## TEXT SEGMENT
<<<<
Okay, first of all, can I just say that if your last name, or first for that matter, was "Dick," wouldn't you change it as soon as you could? Can you imagine having the name Dick in middle school? Ay, the horrors! Okay, I'm done.

Almost 25 years ago I made a commitment to reality, whatever that turned out to be, by getting and staying clean and sober. And I have done the best I can...or HAVE I?

It's all relative. First it was booze. Then it was drugs. Take them away and it was anorexia and food obsession, which, by the way, will never be perfected as I have to form SOME kind of relationship with food to continue to exist, said relationship also striving toward a healthy reality. Face that, then it's "romance" or as some would say sex, again, not total abstinence but...sane or "healthy"? Face that, then it's money and finances. Again, more of the same.

So let's see now, we've got AA, OA, AlAnon, DA. Oh, and I quit smoking. Without an A.

Now, there have been many, many other sometimes mucho fun and, alternately, somewhat destructive things I have put in the place of these obstacles to the facing of reality, but most of them wouldn't kill me eventually. The one I'm bumping up against most right now is fantasy land. Again, something that won't kill me and doesn't need to go away completely, but right now it's got my laundry piling up and the cupboards bare.
>>>>
## PROVIDED DATA
<<<<
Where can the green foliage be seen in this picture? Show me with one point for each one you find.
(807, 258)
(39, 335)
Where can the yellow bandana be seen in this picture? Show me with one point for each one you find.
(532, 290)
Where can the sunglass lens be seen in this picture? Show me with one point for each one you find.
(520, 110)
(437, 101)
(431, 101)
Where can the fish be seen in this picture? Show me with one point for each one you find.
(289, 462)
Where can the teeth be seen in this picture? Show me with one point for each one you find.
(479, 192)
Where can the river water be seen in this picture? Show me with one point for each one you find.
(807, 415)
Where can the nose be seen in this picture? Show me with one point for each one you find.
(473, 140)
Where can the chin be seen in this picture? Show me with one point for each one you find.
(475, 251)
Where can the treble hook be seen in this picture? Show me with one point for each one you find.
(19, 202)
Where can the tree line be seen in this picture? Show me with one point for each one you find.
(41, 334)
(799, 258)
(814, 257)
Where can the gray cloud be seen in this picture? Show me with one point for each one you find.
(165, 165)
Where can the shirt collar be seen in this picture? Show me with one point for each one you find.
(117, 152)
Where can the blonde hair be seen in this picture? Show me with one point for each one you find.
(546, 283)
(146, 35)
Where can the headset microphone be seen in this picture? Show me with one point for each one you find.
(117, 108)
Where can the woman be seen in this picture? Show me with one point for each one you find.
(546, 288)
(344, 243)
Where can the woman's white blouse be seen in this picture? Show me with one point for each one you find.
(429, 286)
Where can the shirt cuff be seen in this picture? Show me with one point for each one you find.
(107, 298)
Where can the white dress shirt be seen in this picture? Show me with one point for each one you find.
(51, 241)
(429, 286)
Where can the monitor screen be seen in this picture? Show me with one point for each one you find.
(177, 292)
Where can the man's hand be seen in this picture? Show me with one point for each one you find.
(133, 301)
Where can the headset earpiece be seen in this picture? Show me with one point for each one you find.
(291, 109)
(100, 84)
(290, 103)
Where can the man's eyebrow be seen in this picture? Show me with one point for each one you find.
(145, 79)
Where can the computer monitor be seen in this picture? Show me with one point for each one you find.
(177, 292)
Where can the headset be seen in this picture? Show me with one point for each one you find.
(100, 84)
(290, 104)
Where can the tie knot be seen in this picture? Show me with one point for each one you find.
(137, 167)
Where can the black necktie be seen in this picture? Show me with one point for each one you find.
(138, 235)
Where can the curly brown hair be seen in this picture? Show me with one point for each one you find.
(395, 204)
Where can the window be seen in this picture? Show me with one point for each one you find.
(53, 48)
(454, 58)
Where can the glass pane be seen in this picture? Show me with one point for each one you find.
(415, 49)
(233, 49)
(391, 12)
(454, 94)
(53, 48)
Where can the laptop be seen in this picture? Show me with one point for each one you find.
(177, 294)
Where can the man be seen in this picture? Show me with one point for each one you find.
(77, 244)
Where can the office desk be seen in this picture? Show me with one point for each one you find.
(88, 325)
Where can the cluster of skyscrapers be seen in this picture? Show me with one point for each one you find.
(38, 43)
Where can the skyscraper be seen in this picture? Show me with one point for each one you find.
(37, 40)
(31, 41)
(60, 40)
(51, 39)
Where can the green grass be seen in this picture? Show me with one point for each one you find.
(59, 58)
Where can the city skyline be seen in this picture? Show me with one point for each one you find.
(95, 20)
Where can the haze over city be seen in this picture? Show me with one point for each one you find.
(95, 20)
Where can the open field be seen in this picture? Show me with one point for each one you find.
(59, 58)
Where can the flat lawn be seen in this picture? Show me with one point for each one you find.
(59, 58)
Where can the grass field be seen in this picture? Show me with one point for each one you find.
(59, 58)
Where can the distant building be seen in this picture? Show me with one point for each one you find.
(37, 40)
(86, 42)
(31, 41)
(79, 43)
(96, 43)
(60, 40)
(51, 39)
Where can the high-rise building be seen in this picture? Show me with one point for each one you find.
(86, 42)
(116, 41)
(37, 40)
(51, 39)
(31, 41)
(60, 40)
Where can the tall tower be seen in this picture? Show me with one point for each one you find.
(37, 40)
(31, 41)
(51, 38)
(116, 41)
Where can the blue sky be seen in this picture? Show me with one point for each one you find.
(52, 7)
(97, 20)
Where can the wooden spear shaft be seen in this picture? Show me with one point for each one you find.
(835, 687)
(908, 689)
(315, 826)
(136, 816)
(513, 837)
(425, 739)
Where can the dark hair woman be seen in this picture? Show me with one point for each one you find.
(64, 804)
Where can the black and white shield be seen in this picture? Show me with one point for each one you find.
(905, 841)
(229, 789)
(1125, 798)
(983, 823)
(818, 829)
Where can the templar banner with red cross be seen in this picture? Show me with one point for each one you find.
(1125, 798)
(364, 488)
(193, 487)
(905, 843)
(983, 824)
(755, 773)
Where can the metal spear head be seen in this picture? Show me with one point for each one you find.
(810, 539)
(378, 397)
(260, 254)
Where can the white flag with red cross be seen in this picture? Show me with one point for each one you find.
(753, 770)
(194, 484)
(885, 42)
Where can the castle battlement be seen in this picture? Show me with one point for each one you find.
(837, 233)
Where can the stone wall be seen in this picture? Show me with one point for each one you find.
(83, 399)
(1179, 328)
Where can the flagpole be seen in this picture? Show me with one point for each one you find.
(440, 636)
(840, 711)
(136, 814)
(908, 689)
>>>>
## EXERCISES TO COMPLETE
1. Please rewrite the stretch of the post on staying sober from "Now, there have" through "the cupboards bare.", changing "fantasy land" to "daydreaming".
2. Continue the post on staying sober from the point where it stops.

## ANSWERS IN ORDER
1.
Now, there have been many, many other sometimes mucho fun and, alternately, somewhat destructive things I have put in the place of these obstacles to the facing of reality, but most of them wouldn't kill me eventually. The one I'm bumping up against most right now is daydreaming. Again, something that won't kill me and doesn't need to go away completely, but right now it's got my laundry piling up and the cupboards bare.

2.
How did I become unpleasantly aware of this? Last night I was with a group that was talking about "self-care" and I could feel myself get really twisted and annoyed. I thought, "I don't relate to this namby-pamby crap anymore, this kindergarten of the basic spiritual search, and I don't feel like sitting through my ABC's again. I know how to take care of myself and I do and blah, blah, blah, hmmmmmm...I'd like to lose some weight [because I've noticed all day that my waistband has been cutting off my circulation] and I wonder if that guy [I was thinking about all day] will call [and we can do what I was imagining] and I wish my hair would grow out longer [like I pictured it looked all day] and I think ...." Non-stop.

Somewhere in the speaking going on around me [while I was thinking], interrupting the busy signal I was creating by chronic self-absorption, a guy I know said the words "self-indulgent" and "alienation." Wham! Back in the NOW.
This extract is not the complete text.